[Text for analysis]
::::
But the man smoked for forty years. He had yet another tumor, this one the size of a baseball in the upper chamber of his left lung. Unlike his previous tumors, this one couldn’t be removed—the surrounding blood vessels held it in a vise grip. Most people diagnosed with lung cancer die within a year, and grandpa had lived with it for seven; I should have realized that at some point he had to stop fighting and let go, but I refused to do that. For the seven years he battled cancer, every time I saw grandpa, my mom told me it would be the last time I would ever see him. Every goodbye was supposed to be the last, and after a while I stopped believing it.


Over an emotional phone call, my mom confessed to me that grandpa apologized in his final moments. “He didn’t want to die,” my mom sobbed into the phone. “More than anything, he didn’t want to die. I never told you girls, but your grandpa was sorry for how things ended up. He wanted to live, but his body wouldn’t let him keep going any longer.”
::::
(Saved entries)
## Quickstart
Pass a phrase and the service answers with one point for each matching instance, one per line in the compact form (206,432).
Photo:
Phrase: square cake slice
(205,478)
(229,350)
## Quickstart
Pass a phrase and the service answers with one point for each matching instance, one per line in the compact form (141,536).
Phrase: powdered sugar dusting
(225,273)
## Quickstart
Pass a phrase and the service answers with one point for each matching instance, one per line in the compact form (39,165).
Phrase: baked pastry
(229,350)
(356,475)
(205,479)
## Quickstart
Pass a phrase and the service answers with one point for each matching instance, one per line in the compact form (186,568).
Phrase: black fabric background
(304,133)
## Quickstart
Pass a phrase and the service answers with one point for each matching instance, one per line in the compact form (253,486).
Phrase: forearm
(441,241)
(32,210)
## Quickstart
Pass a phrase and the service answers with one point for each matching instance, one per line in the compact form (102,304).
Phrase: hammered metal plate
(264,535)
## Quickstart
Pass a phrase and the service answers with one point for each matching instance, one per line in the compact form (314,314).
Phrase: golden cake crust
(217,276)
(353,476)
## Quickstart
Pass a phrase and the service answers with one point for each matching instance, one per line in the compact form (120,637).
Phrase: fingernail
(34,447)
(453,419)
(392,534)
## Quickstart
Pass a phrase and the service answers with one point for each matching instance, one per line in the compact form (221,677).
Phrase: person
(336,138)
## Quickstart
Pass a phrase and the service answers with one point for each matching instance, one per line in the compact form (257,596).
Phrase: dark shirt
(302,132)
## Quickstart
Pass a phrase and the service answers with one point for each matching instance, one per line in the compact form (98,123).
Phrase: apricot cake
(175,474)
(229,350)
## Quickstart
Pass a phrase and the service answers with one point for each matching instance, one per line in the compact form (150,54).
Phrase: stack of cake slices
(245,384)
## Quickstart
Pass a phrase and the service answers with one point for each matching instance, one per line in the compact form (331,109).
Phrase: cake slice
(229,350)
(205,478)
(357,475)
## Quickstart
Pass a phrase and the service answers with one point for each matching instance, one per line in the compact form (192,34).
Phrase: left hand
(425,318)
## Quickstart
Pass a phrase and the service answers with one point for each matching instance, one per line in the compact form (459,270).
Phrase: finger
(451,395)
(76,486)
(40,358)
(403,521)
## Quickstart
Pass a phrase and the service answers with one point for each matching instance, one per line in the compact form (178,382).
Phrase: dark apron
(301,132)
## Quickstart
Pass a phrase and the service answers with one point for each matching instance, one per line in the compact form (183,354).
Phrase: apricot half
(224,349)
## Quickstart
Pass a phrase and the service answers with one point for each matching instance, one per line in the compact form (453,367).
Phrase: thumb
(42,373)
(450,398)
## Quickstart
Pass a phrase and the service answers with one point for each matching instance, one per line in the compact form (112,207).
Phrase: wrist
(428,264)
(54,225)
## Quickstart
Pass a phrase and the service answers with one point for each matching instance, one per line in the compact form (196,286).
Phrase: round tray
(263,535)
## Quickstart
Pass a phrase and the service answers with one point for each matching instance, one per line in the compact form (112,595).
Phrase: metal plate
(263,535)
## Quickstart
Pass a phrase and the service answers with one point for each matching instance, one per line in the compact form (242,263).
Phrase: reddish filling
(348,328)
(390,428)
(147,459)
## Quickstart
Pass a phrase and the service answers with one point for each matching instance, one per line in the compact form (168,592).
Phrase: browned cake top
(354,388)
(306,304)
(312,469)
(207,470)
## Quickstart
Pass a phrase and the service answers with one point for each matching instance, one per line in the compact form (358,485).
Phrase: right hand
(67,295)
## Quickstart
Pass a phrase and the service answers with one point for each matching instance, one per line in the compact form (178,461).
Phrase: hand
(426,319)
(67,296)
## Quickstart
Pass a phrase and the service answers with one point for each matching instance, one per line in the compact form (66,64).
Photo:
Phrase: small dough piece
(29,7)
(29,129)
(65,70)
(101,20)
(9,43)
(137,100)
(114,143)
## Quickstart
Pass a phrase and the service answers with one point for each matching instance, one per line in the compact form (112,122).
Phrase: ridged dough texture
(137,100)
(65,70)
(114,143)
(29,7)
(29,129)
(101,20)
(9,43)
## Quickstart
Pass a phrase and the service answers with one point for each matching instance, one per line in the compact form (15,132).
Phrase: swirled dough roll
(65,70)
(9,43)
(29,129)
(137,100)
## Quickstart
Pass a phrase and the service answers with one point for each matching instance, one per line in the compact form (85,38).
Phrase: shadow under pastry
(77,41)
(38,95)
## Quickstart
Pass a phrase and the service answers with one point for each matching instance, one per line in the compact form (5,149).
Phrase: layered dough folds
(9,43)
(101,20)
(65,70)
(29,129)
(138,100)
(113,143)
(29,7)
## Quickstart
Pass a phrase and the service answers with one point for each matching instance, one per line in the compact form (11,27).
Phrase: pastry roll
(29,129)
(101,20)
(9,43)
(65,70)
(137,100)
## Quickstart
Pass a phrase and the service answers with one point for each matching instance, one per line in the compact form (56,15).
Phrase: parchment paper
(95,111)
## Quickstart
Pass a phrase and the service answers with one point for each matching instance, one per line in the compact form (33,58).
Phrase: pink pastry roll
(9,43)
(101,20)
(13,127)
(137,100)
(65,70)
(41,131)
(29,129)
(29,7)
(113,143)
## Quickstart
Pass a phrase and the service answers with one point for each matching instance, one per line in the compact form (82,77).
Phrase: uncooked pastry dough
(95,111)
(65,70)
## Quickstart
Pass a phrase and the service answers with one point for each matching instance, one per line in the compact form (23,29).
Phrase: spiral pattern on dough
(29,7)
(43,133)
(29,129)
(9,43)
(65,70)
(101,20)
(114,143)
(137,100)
::::
[Task list]
- A) For each statement below, decide whether it agrees with the passage about grandpa's lung cancer, and support each yes or no by quoting the deciding words of the passage. (i) Grandpa's last tumor could be surgically removed. (ii) Grandpa lived with lung cancer for seven years. (iii) In his final moments, grandpa wanted to die.
- B) Carry the passage about grandpa's lung cancer forward from its last sentence.
The rows have no connection to the passage about grandpa's lung cancer.

[Answers for the exercise]
- A)
(i) No: "Unlike his previous tumors, this one couldn’t be removed—the surrounding blood vessels held it in a vise grip."
(ii) Yes: "grandpa had lived with it for seven"
(iii) No: "More than anything, he didn’t want to die."

- B)
We finished talking, I hung up the phone, and attempted to digest this new information. He was only sixty-four, wanted so badly to live, and felt the need to use his remaining words to apologize for not being able to do so. I wish I could have told him that it was okay, that he didn’t need to be sorry. When I first heard the news of grandpa’s passing, I was angry. I was angry at God for taking him from me, angry at the doctors for not being able to save him, angry at grandpa for choosing to smoke, and angry at myself for not realizing our last goodbye was truly the last. I quickly realized that anger would help nothing, and for the first time in my life, I spiraled into intense grief. This was my fall from one thousand feet. And one year later, what should have been a hundred foot fall (since grief supposedly lessens over time), felt no less painful.


My only consolation as I sat in my dorm room at the bottom of this one hundred foot grief was the fact grandpa had officially been three hundred and sixty-five days without pain. That was enough.


***


From the passenger seat of dad’s work truck, I watched mountains turn blue as the sun sank behind them. I wondered what it would be like to hike up one of them, stand on a cliff, and then jump off. What would it feel like for those seconds before I hit the ground? Perhaps weightless, cold, and exhilarating. What would I be thinking about if those were truly my last moments of consciousness? I hope I would be thinking about the people I love, and the things I did in life which made me happy and better for having done them. Then I would land, hitting the ground littered with prickly pears. And suddenly the idea of jumping off a mountain loses its appeal.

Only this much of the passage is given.